PROMPT: Present every line of the items below as a Markdown table with two columns, Row and Line, numbering the lines in order and omitting any blank ones.

RECORDS SHOWN:
##########
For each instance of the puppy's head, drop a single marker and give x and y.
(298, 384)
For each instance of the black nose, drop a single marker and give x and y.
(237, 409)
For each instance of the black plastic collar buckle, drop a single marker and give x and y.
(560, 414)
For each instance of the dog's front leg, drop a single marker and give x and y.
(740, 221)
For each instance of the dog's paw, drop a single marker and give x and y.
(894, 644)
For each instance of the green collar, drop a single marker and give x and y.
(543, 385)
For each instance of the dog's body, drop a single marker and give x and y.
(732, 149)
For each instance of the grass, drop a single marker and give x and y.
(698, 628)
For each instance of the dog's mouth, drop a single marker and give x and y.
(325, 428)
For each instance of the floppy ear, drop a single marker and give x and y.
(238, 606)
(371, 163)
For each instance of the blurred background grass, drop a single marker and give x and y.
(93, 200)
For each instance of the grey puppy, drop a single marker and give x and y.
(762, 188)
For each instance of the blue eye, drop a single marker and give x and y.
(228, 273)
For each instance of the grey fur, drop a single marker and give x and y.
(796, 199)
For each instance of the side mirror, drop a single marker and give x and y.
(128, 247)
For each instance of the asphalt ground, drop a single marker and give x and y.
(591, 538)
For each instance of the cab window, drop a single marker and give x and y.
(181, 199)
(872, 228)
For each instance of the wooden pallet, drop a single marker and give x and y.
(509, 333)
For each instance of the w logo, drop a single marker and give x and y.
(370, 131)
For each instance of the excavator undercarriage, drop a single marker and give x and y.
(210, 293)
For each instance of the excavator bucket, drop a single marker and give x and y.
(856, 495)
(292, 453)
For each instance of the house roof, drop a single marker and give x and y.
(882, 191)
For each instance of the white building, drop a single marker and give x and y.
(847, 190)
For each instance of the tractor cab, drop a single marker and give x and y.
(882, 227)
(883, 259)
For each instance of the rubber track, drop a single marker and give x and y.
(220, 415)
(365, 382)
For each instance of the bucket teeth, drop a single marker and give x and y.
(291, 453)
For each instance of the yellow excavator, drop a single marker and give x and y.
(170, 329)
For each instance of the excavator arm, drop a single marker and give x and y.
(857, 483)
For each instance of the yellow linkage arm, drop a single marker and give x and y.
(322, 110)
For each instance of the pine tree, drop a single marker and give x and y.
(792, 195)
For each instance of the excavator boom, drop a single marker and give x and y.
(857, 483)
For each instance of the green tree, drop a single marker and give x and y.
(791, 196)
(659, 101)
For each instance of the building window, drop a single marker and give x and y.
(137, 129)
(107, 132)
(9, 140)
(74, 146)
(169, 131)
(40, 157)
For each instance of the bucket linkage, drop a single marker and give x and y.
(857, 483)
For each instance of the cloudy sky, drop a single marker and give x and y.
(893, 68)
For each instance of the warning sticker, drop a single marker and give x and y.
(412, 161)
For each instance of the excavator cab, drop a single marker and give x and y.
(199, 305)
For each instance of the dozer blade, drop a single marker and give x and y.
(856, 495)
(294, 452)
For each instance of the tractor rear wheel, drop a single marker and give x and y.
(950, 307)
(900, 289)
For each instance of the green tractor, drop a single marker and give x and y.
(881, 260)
##########
SOLUTION FOR THIS TASK:
| Row | Line |
|---|---|
| 1 | For each instance of the puppy's head, drop a single marker and give x and y. |
| 2 | (298, 384) |
| 3 | For each instance of the black nose, drop a single marker and give x and y. |
| 4 | (237, 409) |
| 5 | For each instance of the black plastic collar buckle, drop a single marker and give x and y. |
| 6 | (560, 414) |
| 7 | For each instance of the dog's front leg, drop a single marker and give x and y. |
| 8 | (740, 221) |
| 9 | For each instance of the dog's paw, drop a single marker and give x and y. |
| 10 | (894, 644) |
| 11 | For each instance of the green collar, drop a single marker and give x and y. |
| 12 | (543, 385) |
| 13 | For each instance of the dog's body, drop a single marker and give x and y. |
| 14 | (732, 149) |
| 15 | For each instance of the grass, drop a single marker and give x and y. |
| 16 | (698, 628) |
| 17 | For each instance of the dog's mouth, drop a single marker and give x and y. |
| 18 | (325, 428) |
| 19 | For each instance of the floppy ear, drop a single marker and give x and y. |
| 20 | (238, 606) |
| 21 | (371, 163) |
| 22 | For each instance of the blurred background grass, drop a single marker and give x and y. |
| 23 | (93, 200) |
| 24 | For each instance of the grey puppy, drop a single marker and give x and y. |
| 25 | (762, 188) |
| 26 | For each instance of the blue eye, drop a single marker and give x and y. |
| 27 | (228, 273) |
| 28 | For each instance of the grey fur, drop a single marker and give x and y. |
| 29 | (796, 199) |
| 30 | For each instance of the side mirror, drop a single marker and give x and y. |
| 31 | (128, 247) |
| 32 | For each instance of the asphalt ground, drop a single marker and give x and y. |
| 33 | (591, 538) |
| 34 | For each instance of the cab window, drop a single marker and give x and y. |
| 35 | (181, 199) |
| 36 | (872, 228) |
| 37 | For each instance of the wooden pallet, drop a single marker and give x and y. |
| 38 | (509, 333) |
| 39 | For each instance of the w logo, drop a single marker and give x and y. |
| 40 | (370, 131) |
| 41 | For each instance of the excavator undercarriage, drop a single marker and give x and y. |
| 42 | (210, 293) |
| 43 | For each instance of the excavator bucket, drop a single marker and give x and y. |
| 44 | (856, 495) |
| 45 | (292, 453) |
| 46 | For each instance of the house roof, drop a single marker and give x and y. |
| 47 | (882, 191) |
| 48 | For each instance of the white building, drop a single marker and give x and y. |
| 49 | (847, 190) |
| 50 | For each instance of the tractor cab, drop a single marker and give x and y. |
| 51 | (882, 227) |
| 52 | (883, 259) |
| 53 | For each instance of the rubber track, drop a single marker and give x and y. |
| 54 | (220, 415) |
| 55 | (365, 382) |
| 56 | For each instance of the bucket teeth, drop a single marker and give x and y. |
| 57 | (291, 453) |
| 58 | For each instance of the yellow excavator, drop a single marker and give x and y. |
| 59 | (170, 329) |
| 60 | For each instance of the excavator arm, drop a single marker and give x and y. |
| 61 | (857, 483) |
| 62 | For each instance of the yellow linkage arm, drop a single marker and give x and y. |
| 63 | (322, 110) |
| 64 | For each instance of the pine tree, drop a single marker and give x and y. |
| 65 | (792, 195) |
| 66 | For each instance of the excavator boom, drop a single marker and give x and y. |
| 67 | (857, 483) |
| 68 | For each instance of the green tree, drop a single marker and give x and y. |
| 69 | (791, 196) |
| 70 | (659, 101) |
| 71 | For each instance of the building window, drop a single marker and give x and y. |
| 72 | (137, 129) |
| 73 | (107, 132) |
| 74 | (9, 140) |
| 75 | (74, 146) |
| 76 | (169, 131) |
| 77 | (40, 157) |
| 78 | For each instance of the bucket linkage, drop a single marker and give x and y. |
| 79 | (857, 483) |
| 80 | For each instance of the cloudy sky, drop a single marker and give x and y. |
| 81 | (893, 68) |
| 82 | For each instance of the warning sticker, drop a single marker and give x and y. |
| 83 | (412, 161) |
| 84 | For each instance of the excavator cab, drop a single marker and give x and y. |
| 85 | (199, 305) |
| 86 | For each instance of the dozer blade, drop a single marker and give x and y. |
| 87 | (856, 495) |
| 88 | (294, 452) |
| 89 | For each instance of the tractor rear wheel, drop a single marker and give x and y. |
| 90 | (950, 307) |
| 91 | (900, 289) |
| 92 | For each instance of the green tractor, drop a single marker and give x and y. |
| 93 | (881, 260) |